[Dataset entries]
════════════════════

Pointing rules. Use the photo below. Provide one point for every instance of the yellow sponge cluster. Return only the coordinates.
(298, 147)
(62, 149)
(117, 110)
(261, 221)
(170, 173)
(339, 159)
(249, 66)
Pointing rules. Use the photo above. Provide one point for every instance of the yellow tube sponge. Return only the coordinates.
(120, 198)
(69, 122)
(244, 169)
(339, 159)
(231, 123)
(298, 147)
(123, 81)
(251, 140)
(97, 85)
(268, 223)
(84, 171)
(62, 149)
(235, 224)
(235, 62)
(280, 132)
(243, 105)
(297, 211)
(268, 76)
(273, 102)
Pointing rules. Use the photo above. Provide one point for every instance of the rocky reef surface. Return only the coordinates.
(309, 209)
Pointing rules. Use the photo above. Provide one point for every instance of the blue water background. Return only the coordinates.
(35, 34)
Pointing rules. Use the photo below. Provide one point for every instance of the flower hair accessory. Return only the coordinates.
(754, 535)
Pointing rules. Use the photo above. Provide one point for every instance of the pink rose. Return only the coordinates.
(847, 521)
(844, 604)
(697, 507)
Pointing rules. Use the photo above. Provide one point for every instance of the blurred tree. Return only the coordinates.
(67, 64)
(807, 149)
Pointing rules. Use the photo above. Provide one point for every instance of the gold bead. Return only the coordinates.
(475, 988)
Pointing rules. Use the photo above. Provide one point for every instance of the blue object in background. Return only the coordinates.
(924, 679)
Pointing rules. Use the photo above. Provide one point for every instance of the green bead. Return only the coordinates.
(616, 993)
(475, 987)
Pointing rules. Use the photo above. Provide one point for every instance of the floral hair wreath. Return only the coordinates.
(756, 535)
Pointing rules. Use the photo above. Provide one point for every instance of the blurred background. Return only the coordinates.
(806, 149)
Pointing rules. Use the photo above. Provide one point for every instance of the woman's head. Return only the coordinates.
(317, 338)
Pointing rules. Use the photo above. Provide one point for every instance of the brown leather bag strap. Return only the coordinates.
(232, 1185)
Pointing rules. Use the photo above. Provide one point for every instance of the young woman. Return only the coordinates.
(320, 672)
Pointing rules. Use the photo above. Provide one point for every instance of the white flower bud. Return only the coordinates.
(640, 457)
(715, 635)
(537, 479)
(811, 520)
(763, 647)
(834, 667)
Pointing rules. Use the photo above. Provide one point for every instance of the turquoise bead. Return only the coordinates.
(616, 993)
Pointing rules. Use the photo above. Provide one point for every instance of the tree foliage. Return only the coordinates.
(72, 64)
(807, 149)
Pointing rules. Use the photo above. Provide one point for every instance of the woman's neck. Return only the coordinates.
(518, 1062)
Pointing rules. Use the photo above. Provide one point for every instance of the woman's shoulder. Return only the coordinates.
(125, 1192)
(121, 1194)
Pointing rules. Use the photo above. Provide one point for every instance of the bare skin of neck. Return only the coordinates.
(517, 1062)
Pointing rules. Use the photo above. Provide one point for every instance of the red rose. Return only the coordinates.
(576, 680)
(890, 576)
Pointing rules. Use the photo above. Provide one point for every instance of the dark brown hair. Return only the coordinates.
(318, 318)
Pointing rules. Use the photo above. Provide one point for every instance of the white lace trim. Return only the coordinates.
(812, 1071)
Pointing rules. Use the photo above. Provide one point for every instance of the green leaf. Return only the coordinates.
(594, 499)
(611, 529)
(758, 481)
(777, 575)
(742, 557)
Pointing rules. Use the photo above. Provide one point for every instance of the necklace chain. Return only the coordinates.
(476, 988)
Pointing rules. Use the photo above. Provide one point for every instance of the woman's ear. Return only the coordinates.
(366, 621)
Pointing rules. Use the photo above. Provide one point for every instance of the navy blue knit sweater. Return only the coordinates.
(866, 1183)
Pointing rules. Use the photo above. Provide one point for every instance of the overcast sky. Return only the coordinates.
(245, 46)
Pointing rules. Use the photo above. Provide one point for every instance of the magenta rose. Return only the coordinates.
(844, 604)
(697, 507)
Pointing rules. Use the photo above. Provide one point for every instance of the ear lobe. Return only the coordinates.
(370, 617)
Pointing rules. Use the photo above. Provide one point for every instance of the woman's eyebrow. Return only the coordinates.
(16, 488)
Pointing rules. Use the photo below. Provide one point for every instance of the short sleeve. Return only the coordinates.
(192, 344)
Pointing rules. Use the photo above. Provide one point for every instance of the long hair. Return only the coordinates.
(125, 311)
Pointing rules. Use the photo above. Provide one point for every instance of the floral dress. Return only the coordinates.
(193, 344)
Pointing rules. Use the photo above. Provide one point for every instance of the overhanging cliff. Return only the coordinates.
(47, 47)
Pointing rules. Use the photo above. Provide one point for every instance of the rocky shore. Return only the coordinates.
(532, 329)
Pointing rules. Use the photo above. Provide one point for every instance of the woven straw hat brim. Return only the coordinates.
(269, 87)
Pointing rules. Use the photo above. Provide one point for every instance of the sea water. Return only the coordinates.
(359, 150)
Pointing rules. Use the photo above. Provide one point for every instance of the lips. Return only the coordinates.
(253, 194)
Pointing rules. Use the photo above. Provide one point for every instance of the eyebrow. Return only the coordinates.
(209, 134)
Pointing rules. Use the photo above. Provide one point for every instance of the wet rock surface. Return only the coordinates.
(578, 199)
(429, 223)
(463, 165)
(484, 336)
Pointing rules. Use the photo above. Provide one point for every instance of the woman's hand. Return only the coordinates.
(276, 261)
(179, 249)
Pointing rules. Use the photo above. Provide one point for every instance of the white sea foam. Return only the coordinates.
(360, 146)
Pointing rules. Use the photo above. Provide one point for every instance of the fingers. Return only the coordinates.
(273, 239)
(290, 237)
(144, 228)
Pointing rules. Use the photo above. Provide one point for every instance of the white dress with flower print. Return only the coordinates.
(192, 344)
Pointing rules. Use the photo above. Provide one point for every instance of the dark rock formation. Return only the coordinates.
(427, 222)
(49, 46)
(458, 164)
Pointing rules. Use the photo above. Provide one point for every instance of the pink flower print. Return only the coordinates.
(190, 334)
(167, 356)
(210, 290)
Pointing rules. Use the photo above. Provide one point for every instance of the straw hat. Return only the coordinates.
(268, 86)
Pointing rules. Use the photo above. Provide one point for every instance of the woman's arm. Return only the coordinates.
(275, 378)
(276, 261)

════════════════════

_Problem to solve:_
Put the stretch of the records above, from the line that contains "head. Return only the coordinates." through the line that contains "(232, 1185)", into a numbered list with blank lines left out.

_Result of the exercise:_
1. Pointing rules. Use the photo above. Provide one point for every instance of the woman's head. Return only the coordinates.
2. (317, 338)
3. Pointing rules. Use the photo above. Provide one point for every instance of the brown leather bag strap. Return only the coordinates.
4. (232, 1185)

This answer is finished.